━━━━━ Provided records ━━━━━
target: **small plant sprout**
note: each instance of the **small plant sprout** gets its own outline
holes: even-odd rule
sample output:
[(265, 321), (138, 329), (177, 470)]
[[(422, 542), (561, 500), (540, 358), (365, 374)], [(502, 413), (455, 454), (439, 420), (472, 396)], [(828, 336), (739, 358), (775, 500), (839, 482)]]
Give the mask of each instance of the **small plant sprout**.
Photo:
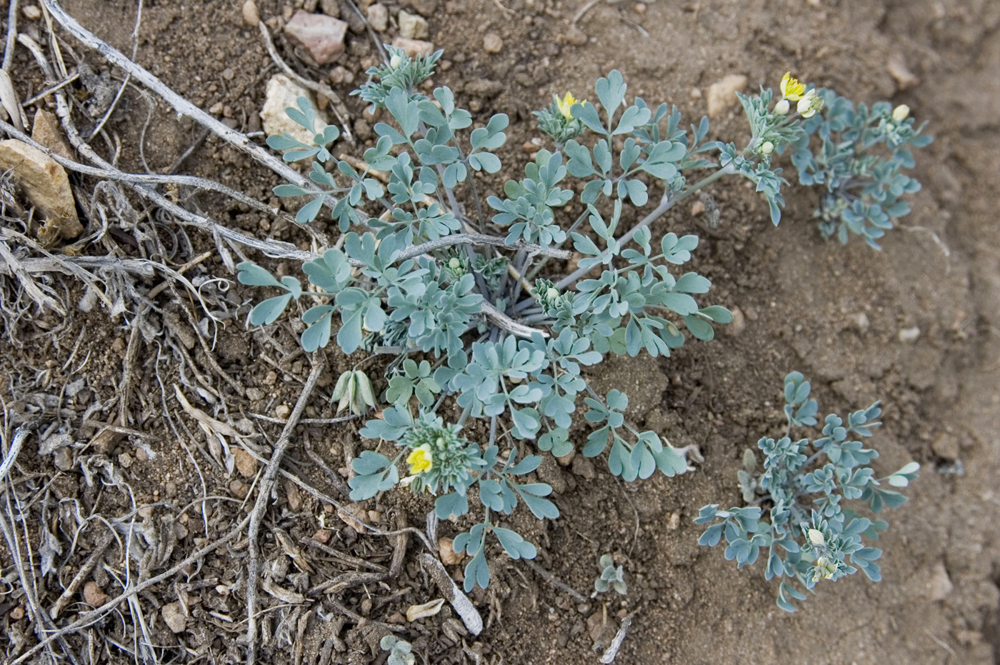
━━━━━
Format every line of the records above as a numbered list, omitting any blank lines, and leave the pictures out of your answer.

1. target: **small plant sprout**
2. note: each instance of the **small plant sprout** gets its own outline
3. holes: even-odd rule
4. sample output:
5. [(265, 321), (138, 329), (177, 470)]
6. [[(422, 542), (561, 500), (540, 358), (365, 374)], [(502, 413), (455, 454), (439, 420), (472, 396)], [(828, 336), (739, 358), (775, 500), (839, 482)]]
7. Give the mask of each instance of the **small plant sprout**.
8. Photo:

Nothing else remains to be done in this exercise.